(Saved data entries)
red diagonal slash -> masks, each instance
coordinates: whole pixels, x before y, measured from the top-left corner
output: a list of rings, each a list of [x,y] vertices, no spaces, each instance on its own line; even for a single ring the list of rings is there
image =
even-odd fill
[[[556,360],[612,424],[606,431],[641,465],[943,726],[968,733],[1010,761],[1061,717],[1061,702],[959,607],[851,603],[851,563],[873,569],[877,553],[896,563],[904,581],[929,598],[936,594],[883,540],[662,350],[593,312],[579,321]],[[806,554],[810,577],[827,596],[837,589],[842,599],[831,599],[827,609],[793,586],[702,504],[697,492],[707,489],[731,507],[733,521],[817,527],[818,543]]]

---

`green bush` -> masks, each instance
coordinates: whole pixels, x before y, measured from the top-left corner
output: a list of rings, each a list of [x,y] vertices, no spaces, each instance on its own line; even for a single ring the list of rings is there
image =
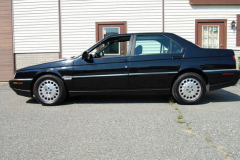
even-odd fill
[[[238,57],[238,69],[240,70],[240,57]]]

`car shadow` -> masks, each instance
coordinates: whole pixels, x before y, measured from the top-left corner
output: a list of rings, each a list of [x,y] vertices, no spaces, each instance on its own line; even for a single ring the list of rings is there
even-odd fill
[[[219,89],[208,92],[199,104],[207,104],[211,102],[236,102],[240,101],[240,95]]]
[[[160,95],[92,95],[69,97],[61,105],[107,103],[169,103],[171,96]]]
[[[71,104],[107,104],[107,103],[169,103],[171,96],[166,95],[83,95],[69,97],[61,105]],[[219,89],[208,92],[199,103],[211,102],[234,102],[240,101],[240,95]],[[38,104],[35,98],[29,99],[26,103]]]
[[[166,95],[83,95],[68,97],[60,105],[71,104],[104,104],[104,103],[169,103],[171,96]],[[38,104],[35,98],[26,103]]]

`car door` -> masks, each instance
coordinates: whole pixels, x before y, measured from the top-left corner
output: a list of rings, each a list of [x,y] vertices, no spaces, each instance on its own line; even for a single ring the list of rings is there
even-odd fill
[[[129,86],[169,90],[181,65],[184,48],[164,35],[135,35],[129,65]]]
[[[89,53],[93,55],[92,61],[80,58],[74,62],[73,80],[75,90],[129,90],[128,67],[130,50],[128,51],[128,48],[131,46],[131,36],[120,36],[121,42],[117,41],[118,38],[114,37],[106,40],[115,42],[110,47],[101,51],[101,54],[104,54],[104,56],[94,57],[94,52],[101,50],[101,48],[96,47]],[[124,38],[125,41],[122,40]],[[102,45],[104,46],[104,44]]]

* TASK ITEM:
Scan the data above for the word "masks". Copy every line in which it is found.

* EXPECTED ANSWER:
red diagonal slash -> masks, each instance
`green bush` -> masks, each instance
`car shadow` -> masks, each instance
`car door` -> masks, each instance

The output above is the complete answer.